• _AIM OF THE EXERCISE_:
Whichever lines include the word "jersey", copy them as they appear in the data.

• _MATERIAL SHOWN_:
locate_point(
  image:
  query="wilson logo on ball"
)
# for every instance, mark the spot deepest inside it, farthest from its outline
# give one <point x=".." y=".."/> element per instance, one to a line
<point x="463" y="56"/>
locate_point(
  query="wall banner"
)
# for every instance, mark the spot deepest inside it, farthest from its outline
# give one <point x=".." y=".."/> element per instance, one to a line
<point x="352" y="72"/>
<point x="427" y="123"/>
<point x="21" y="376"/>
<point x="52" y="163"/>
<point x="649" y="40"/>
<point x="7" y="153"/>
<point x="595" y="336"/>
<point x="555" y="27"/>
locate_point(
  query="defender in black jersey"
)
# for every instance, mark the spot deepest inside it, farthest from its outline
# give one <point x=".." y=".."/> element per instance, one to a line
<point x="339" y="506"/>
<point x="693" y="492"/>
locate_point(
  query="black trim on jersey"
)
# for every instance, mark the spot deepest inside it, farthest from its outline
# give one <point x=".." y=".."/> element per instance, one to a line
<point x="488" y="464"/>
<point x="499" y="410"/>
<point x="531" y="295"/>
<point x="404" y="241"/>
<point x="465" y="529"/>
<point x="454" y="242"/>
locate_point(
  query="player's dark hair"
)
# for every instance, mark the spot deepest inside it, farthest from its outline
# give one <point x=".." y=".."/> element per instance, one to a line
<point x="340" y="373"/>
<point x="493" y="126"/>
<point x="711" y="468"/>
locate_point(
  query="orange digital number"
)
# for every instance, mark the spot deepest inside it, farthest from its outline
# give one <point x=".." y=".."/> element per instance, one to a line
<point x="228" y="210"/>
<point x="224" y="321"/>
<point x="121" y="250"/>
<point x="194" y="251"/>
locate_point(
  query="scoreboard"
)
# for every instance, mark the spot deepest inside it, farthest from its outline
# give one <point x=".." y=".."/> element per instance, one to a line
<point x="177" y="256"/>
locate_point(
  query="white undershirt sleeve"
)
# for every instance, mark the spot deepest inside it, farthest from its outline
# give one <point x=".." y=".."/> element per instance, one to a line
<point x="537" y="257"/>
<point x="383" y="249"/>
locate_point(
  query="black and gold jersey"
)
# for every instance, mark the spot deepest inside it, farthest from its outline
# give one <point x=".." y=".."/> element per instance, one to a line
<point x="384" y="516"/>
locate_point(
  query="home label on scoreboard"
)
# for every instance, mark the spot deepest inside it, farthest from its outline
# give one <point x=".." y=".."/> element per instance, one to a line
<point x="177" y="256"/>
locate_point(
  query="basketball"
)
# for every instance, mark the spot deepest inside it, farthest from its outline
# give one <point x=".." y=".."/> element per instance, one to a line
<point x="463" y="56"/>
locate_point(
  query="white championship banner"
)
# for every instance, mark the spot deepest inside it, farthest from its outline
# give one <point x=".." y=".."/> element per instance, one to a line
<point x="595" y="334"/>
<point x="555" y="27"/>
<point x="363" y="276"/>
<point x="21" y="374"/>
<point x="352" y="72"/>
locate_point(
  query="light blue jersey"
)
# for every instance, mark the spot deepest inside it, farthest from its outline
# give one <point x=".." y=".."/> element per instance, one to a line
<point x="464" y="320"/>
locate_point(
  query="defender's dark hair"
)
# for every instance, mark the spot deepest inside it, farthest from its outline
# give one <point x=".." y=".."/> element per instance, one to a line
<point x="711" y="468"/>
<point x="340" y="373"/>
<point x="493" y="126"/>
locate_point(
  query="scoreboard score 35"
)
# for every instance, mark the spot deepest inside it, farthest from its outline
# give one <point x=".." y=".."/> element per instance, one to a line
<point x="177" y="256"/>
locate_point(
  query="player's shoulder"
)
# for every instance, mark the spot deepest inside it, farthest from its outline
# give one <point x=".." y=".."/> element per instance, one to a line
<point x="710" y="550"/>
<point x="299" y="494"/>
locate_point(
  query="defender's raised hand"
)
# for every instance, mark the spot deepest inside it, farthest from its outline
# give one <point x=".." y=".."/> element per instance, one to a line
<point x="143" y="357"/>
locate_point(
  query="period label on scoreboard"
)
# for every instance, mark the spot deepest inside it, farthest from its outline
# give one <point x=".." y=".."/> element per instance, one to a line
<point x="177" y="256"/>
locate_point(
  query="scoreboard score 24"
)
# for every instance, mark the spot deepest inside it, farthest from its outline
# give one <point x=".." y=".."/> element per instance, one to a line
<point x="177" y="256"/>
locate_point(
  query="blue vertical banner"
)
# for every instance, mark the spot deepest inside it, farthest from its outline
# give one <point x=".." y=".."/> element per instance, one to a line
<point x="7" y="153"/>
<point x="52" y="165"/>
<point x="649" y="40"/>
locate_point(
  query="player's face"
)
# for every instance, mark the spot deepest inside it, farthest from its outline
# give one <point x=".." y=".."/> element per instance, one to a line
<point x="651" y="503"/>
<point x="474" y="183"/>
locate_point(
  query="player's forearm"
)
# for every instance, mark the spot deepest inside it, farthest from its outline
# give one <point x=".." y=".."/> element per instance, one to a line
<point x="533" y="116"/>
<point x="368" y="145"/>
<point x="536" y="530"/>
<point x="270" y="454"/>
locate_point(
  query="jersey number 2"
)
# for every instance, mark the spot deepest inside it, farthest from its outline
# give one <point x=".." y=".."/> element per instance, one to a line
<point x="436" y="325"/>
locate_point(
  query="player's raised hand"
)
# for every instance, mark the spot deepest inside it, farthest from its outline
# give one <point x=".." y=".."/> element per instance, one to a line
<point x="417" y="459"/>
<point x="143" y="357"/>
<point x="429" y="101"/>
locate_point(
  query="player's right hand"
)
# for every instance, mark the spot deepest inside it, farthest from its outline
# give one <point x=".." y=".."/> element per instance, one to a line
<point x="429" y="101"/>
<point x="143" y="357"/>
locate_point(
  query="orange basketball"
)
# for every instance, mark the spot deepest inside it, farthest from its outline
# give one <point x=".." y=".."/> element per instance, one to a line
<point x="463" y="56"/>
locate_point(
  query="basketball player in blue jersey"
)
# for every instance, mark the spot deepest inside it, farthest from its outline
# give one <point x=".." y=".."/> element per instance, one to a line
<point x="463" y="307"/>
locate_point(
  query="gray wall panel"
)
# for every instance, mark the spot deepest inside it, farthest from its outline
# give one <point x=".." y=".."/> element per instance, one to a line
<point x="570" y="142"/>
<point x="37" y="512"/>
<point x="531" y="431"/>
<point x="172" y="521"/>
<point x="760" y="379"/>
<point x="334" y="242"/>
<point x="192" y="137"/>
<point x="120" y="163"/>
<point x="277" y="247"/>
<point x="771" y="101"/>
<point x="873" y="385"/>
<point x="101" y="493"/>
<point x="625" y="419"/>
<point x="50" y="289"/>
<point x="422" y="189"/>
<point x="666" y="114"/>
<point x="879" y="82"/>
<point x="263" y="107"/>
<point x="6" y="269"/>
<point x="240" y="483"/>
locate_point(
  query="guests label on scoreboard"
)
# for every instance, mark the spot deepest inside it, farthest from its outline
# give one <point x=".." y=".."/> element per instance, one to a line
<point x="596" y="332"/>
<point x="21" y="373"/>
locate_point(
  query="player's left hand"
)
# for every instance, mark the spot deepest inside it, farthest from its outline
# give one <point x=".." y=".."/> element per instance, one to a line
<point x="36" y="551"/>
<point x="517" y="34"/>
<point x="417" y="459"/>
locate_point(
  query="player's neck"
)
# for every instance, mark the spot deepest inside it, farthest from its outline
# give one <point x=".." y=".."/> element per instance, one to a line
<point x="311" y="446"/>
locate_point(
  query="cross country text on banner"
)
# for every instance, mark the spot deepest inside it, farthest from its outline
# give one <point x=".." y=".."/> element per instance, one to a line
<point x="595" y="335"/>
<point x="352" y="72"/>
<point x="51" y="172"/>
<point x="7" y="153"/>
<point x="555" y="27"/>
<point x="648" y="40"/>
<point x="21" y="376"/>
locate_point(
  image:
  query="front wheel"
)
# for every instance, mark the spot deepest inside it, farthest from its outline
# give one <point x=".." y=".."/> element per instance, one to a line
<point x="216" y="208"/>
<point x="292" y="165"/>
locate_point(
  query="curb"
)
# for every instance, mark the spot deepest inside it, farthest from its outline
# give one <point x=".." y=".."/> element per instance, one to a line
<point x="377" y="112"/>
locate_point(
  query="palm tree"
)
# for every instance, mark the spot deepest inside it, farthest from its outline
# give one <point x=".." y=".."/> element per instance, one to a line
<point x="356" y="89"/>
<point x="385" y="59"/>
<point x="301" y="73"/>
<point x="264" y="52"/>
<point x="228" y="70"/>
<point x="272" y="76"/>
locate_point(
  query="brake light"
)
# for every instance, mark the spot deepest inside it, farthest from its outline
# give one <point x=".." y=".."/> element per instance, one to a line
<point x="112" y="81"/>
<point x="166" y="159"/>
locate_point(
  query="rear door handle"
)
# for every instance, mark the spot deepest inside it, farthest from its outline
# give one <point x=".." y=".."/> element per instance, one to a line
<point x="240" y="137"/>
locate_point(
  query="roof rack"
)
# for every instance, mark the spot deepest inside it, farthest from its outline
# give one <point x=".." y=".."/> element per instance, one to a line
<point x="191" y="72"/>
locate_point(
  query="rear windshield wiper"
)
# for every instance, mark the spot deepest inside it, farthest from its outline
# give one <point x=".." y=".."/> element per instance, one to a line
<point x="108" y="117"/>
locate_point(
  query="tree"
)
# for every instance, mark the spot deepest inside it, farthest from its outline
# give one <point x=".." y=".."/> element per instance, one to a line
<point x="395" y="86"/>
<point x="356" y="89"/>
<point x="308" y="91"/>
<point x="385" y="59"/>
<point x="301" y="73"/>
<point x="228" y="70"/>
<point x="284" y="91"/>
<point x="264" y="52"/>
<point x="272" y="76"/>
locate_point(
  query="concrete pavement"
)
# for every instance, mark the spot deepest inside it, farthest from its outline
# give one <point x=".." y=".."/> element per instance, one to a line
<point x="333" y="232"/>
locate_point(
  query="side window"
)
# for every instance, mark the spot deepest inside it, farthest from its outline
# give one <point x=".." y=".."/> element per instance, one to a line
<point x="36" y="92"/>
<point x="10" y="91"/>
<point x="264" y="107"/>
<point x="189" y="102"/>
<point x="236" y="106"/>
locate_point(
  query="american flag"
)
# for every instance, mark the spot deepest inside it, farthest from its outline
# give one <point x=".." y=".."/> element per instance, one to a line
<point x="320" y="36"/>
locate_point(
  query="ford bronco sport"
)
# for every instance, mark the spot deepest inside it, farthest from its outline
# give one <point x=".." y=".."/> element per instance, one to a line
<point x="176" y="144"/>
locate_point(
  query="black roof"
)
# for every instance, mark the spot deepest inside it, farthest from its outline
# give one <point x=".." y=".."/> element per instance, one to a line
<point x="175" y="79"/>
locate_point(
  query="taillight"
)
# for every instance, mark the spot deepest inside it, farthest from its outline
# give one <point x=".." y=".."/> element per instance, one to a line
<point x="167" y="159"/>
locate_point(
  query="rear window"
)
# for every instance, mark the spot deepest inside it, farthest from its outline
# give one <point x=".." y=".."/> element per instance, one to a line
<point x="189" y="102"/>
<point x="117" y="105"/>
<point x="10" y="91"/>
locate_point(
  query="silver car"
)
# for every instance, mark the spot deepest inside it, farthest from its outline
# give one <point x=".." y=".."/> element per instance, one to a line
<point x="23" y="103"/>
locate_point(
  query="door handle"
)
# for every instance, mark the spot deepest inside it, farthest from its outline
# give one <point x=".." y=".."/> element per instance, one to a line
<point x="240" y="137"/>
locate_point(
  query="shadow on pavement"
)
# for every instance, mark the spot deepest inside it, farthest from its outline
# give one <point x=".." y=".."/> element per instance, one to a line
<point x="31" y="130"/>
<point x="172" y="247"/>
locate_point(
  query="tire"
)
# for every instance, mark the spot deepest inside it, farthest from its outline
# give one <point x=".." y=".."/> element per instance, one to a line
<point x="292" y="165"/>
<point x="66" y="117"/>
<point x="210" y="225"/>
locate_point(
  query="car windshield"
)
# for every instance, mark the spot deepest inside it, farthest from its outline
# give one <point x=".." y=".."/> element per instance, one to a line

• _ANSWER TO THIS EXERCISE_:
  query="defender in black jersey"
  query="black trim on jersey"
  query="black and gold jersey"
  query="light blue jersey"
  query="jersey number 2"
  query="basketball player in blue jersey"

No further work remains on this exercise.